Questions to answer:
1. According to the medical SEO tips, which source do patients use more than any other to find a doctor?
2. Why should a practice invest in medical SEO, according to the medical SEO tips?
3. From the medical SEO tips, extract the stretch from "- Review their" through "to their website.", word for word.

*** Given passage ***

Tips for Your Medical SEO Campaign
This will help you better understand how to manage your campaigns.
Airto Zamorano
Co-Founder
Numana Medical & Numana SEO
What you need to know to rank better on Google.
Patients use Google more than any other source to find a doctor. When searching online, the vast majority of patients will click on the first organic position or one of the map listings. In short, these listings on Google offer highly valuable real estate, and that’s why you want to invest in medical SEO for your practice.
When overseeing a multi-specialty medical practice in a competitive market, I learned how to use medical SEO heavily to impact the financial growth of our practice. Today, I work with doctors across the country to help them rank at the top of Google.
Here are my tips to help you rank better on Google search.
Tip # 1: Know exactly what your competitors are doing.
Marketing is an arms race. What your competition does will dictate what you must do to compete in your market.
Luckily, in the world of digital marketing, you can access a lot of data that will tell you what your competitors are doing so you can beat them.
Here’s what to look for:
- Check their Domain Authority score and compare it to yours.
- Evaluate their website and what it offers to patients.
- Review their content to see which topics they cover and how much you need to write on your website.
- Look at how much traffic they are getting to their website.
- Research their backlinks to learn about their SEO strategy.
- Spy on their online paid ads (e.g., Google Ads or Facebook Ads).
- Check out their reviews online.
Once you know what your competitors are doing, you can design your campaigns to outperform theirs without any guesswork. When this information is utilized correctly, you will beat your competitors.
Tip #2: Pay more attention to your website.
Your website is the centerpiece of your marketing efforts. Beyond that, the vast majority of your patients will likely interact with your website at one time or another.

*** End of Given passage ***
*** Supplied data ***

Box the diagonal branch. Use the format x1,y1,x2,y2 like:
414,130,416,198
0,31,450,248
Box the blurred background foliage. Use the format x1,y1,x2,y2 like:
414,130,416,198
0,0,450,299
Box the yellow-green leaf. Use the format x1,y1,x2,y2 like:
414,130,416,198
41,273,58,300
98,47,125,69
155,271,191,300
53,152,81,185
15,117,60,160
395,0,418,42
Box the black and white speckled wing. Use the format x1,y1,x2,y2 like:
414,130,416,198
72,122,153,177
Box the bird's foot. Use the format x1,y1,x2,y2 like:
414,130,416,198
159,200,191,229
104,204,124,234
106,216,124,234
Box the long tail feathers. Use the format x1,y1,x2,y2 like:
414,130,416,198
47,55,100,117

*** End of Supplied data ***
*** Supplied data ***

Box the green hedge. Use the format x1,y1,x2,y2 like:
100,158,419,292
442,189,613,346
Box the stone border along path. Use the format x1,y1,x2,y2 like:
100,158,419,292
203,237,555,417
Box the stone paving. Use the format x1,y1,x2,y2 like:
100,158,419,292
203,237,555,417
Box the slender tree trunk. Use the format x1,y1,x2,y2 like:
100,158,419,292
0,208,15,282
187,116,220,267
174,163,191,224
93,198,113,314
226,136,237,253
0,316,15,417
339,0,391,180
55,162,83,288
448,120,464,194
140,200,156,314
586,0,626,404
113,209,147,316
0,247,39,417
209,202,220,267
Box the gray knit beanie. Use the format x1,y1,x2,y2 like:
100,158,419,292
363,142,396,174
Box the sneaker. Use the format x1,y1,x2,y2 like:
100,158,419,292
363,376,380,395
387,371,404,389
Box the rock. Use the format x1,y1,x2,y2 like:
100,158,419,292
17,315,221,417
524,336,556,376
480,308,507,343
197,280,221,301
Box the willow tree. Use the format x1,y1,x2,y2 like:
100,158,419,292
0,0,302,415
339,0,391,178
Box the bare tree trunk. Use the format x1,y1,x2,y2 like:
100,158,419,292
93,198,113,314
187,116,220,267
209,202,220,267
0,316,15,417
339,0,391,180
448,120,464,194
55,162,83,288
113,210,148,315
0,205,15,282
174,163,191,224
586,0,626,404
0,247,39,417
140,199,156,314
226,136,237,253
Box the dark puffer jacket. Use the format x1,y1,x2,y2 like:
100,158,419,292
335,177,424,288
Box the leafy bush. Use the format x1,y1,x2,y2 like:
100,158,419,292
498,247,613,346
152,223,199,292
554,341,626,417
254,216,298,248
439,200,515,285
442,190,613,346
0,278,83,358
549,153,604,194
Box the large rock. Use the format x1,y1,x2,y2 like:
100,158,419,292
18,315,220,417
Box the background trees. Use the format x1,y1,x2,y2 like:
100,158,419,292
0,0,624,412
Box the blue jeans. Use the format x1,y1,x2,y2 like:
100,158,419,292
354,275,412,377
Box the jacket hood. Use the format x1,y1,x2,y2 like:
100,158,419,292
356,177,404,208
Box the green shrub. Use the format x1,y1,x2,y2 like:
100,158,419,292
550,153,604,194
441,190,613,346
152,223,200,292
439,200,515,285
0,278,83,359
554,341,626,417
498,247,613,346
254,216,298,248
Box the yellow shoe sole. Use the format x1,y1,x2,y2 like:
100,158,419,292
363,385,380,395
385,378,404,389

*** End of Supplied data ***
*** Supplied data ***

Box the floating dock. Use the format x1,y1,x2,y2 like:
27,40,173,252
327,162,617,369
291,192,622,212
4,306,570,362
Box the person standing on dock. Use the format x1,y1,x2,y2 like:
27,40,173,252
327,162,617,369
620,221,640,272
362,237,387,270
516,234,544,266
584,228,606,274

*** End of Supplied data ***

Replies:
1. Google.

2. Patients use Google more than any other source to find a doctor, and the vast majority click on the first organic position or one of the map listings. That makes those listings highly valuable real estate.

3.
- Review their content to see which topics they cover and how much you need to write on your website.
- Look at how much traffic they are getting to their website.